### Text shown
American businessman and politician

Henry Perrine Baldwin (August 29, 1842 – July 8, 1911) was an American businessman and politician on Maui in the Hawaiian Islands. He supervised the construction of the East Maui Irrigation System and co-founded Alexander & Baldwin, one of the "Big Five" corporations that dominated the economy of the Territory of Hawaii.

==Life==
Baldwin was born on August 29, 1842, in Lahaina, Hawaii. His father was American Christian missionary Dwight Baldwin (1798–1886), and his mother was Charlotte Fowler Baldwin. He was named after Matthew LaRue Perrine (1777–1836), professor at Auburn Theological Seminary, from which his father had graduated shortly before his departure to the Hawaiian Islands.
He attended Punahou School in Honolulu and returned to Maui to become a farmer. First he tried to manage William DeWitt Alexander's rice plantation, but that failed. Instead by 1863 he went to work for his brother David (also called Dwight Baldwin, Jr) who had started a small sugarcane farm. He hoped to earn enough money to go to medical school, but never left the sugar industry. He took a job as foreman (called luna) of the Waiheʻe plantation, owned by Christopher H. Lewers, under the management of Samuel Thomas Alexander. In 1867, he traveled to the West Coast of the United States.

In 1869, Baldwin and Alexander became business partners and bought 12 acre in the eastern Maui ahupuaʻa (ancient land division) called Hāmākua Poko. (This is not to be confused with the Hāmākua district of Hawaiʻi island.)

### Information
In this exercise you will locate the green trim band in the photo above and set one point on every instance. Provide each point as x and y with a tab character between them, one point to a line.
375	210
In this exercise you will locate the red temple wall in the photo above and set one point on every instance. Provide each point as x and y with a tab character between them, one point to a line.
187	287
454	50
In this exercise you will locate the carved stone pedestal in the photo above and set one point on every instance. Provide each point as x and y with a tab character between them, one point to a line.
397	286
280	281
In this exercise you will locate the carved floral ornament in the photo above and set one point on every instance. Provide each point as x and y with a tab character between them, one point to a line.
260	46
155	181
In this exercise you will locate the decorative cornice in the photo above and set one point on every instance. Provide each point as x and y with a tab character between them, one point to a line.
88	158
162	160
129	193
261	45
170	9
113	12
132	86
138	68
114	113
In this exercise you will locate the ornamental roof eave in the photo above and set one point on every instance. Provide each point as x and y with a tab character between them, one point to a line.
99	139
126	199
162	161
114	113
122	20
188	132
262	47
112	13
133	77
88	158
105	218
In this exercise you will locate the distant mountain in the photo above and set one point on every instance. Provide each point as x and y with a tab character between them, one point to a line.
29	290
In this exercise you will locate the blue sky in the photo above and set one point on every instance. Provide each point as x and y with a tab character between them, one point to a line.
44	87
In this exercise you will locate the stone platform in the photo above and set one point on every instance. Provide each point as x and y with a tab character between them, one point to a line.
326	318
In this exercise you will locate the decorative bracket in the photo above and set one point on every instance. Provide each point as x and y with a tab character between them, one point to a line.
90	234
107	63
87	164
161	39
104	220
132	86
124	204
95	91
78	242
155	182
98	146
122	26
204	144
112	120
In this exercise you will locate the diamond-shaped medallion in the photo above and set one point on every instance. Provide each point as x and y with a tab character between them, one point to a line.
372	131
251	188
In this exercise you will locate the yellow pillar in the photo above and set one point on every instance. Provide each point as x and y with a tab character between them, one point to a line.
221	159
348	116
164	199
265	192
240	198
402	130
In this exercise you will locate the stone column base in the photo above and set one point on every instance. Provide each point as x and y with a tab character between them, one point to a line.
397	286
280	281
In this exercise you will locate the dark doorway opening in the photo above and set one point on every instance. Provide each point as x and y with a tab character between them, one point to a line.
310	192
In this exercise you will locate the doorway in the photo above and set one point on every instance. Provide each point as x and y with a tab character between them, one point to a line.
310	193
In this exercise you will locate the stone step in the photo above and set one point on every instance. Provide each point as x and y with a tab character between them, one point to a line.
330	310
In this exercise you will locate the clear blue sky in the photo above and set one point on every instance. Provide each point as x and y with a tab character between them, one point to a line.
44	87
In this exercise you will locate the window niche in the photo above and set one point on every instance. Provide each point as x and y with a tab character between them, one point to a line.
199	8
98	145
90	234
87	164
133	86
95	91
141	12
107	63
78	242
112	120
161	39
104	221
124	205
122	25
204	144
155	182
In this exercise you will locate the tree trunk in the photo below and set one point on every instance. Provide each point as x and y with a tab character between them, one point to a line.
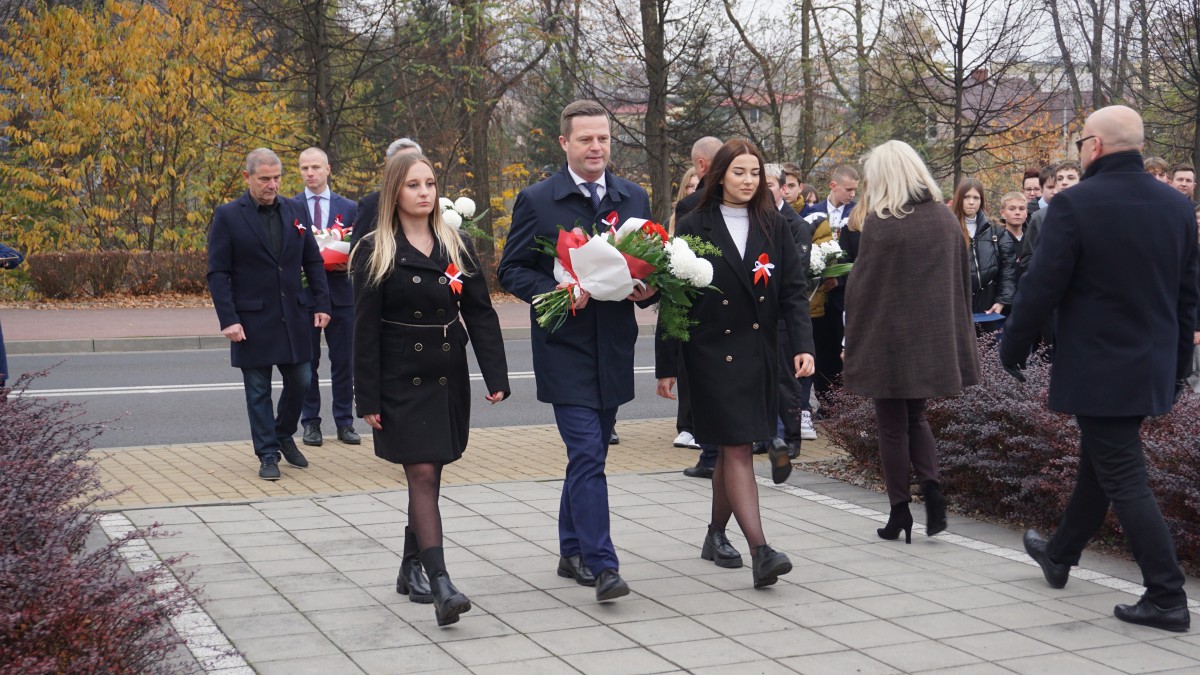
658	147
808	125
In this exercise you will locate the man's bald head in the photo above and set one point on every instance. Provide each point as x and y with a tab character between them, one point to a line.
1120	129
702	153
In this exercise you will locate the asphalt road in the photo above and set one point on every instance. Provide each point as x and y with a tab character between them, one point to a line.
195	395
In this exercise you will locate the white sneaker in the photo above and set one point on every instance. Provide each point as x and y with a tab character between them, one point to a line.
685	440
807	431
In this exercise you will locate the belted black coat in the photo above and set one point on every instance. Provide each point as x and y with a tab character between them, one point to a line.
732	358
411	352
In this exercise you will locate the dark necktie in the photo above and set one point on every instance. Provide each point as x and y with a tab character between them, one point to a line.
594	191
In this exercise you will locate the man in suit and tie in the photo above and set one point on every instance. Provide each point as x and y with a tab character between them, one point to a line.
1125	300
257	246
827	328
367	213
327	208
586	368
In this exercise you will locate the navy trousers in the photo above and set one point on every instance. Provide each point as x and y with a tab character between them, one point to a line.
1113	471
583	511
267	428
340	338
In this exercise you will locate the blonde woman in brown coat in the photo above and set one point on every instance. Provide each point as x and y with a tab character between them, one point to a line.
909	332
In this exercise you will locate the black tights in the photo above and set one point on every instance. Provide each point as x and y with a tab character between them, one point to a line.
424	515
736	493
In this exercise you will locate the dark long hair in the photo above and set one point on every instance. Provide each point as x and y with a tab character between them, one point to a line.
761	207
966	185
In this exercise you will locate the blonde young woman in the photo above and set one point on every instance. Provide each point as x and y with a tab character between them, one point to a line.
909	330
415	281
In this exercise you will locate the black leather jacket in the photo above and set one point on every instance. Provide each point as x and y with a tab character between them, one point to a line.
993	258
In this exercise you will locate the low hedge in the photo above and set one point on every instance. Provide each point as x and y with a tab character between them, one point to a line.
66	607
1006	455
72	274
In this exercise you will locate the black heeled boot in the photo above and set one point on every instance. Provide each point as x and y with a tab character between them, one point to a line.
768	566
412	581
718	549
935	508
448	601
899	519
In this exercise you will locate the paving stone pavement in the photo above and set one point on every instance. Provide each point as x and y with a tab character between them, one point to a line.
306	584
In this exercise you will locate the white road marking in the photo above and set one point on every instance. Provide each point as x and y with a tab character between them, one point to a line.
221	387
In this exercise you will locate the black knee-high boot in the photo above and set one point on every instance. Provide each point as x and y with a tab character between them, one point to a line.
935	507
412	581
448	601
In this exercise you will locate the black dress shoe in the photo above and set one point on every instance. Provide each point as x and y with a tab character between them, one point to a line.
768	566
269	467
573	567
312	434
1145	613
1056	573
292	453
718	549
780	464
610	585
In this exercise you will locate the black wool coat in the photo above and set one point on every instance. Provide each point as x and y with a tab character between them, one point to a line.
411	352
1122	287
732	358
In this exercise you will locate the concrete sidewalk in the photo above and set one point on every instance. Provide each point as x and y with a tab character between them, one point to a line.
73	330
306	585
299	575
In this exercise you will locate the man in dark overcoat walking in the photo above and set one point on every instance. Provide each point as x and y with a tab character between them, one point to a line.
1123	291
586	368
257	246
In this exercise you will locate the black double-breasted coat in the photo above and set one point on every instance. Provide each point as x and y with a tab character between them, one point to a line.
732	356
411	352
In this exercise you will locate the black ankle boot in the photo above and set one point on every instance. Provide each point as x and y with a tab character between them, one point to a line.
768	565
718	549
412	581
935	508
899	519
448	601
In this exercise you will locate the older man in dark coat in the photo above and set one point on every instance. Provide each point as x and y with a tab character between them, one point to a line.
1123	288
586	368
257	246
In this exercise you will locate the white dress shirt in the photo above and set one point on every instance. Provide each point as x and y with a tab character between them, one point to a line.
324	205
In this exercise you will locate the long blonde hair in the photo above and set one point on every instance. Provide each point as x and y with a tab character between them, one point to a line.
895	177
383	255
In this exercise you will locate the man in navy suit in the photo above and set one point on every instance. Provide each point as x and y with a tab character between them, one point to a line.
1123	290
328	208
257	246
828	330
586	368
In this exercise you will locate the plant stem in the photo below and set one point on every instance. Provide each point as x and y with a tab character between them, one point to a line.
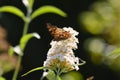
17	68
26	25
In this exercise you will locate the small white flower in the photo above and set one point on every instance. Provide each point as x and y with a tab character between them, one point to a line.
61	54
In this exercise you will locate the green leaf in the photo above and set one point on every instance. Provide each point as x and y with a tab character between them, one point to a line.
82	62
11	51
13	10
114	54
31	2
35	69
2	78
48	9
26	38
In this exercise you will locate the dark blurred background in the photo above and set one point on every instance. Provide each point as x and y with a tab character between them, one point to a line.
36	50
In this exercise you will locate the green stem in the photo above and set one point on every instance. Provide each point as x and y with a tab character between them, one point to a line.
17	68
26	25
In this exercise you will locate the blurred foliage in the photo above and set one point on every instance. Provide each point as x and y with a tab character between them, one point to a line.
103	21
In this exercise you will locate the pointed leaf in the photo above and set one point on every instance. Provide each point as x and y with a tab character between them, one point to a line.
13	10
48	9
31	2
59	78
35	69
26	38
11	51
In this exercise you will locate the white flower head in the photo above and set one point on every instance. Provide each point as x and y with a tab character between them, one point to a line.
60	56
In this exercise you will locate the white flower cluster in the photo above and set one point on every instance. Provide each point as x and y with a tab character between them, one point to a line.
61	56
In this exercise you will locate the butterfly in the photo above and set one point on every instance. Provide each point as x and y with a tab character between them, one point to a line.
58	33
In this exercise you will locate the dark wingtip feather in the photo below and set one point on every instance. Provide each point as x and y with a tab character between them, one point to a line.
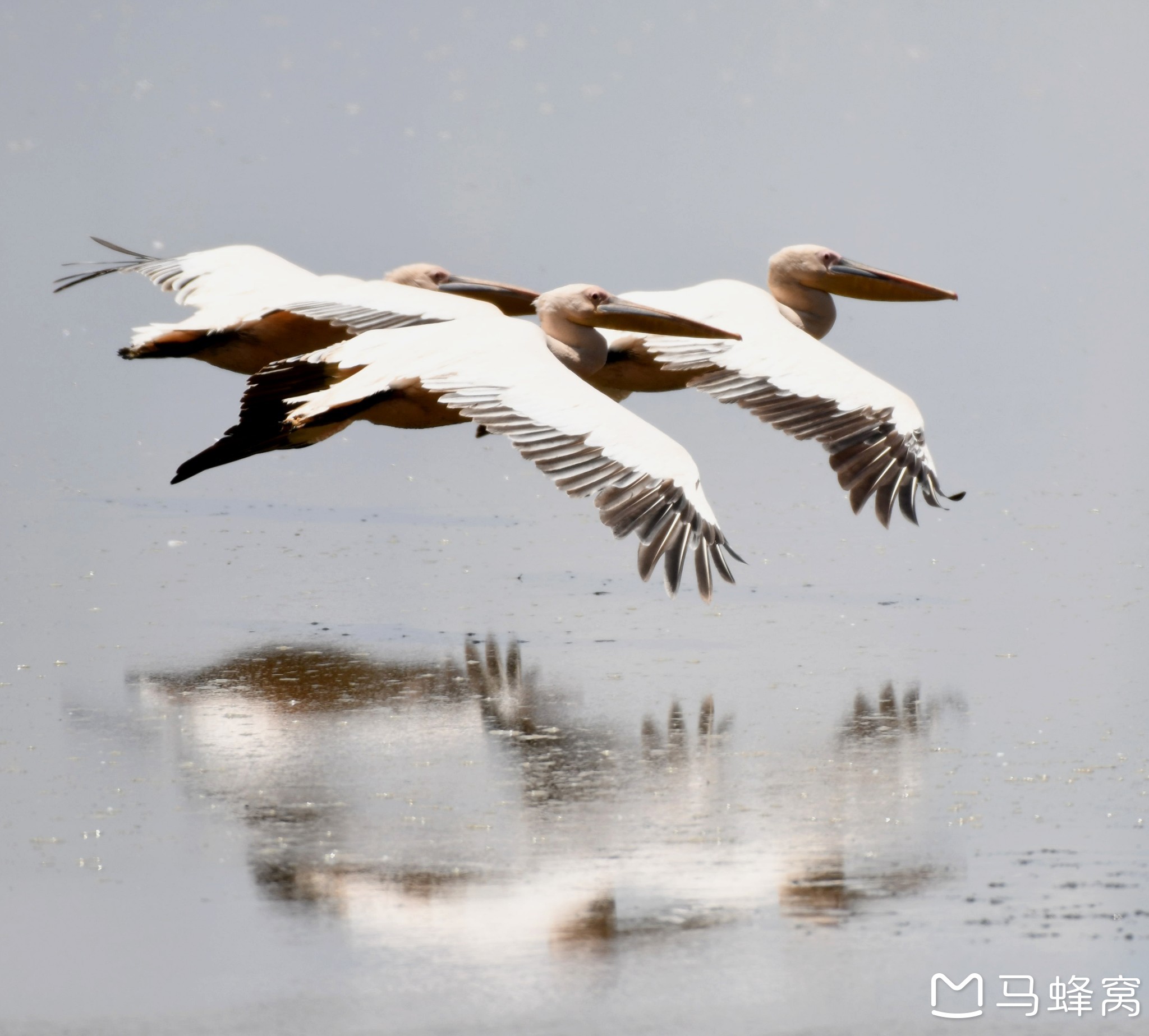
74	279
732	552
716	556
236	445
702	571
676	555
906	499
123	251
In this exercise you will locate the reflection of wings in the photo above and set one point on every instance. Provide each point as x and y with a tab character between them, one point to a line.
238	286
500	374
874	432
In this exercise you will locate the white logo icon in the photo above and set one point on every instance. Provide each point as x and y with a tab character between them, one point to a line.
961	986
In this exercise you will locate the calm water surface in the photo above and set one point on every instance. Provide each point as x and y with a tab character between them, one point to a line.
387	736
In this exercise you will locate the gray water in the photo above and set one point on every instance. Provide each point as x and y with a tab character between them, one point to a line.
385	735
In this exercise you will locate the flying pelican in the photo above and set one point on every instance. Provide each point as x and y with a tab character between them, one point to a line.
779	371
250	312
516	379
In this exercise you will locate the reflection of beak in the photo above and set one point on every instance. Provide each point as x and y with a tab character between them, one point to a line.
856	280
622	315
513	301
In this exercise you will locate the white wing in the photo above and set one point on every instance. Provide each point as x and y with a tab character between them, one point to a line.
236	286
874	432
499	372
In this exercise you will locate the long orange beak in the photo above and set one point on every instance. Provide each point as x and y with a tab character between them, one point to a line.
623	315
856	280
513	301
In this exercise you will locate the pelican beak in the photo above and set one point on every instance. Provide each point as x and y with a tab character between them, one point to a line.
623	315
513	301
856	280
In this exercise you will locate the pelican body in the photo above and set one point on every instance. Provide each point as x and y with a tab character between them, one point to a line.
514	378
782	372
249	310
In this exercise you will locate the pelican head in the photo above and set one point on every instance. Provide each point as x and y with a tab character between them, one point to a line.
802	278
590	306
513	301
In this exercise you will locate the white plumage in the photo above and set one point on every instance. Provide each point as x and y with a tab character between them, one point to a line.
254	307
875	432
499	372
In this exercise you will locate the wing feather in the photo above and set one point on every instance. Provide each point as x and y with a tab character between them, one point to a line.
499	374
875	433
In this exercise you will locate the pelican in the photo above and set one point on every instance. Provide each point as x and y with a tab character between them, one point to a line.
782	374
250	309
517	379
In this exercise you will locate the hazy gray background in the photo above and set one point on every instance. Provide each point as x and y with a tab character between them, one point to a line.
999	151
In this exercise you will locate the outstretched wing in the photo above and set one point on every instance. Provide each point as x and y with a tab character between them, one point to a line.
500	374
874	432
238	286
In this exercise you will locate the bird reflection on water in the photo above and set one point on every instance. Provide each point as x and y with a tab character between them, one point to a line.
466	803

### Exercises
**1.** Write out the passage about Henry Perrine Baldwin word for word, starting at "In 1869, Baldwin" and stopping after "of Hawaiʻi island.)".
**2.** In the passage about Henry Perrine Baldwin, who was he named after?

### Responses in order
**1.**
In 1869, Baldwin and Alexander became business partners and bought 12 acre in the eastern Maui ahupuaʻa (ancient land division) called Hāmākua Poko. (This is not to be confused with the Hāmākua district of Hawaiʻi island.)

**2.** Matthew LaRue Perrine, a professor at Auburn Theological Seminary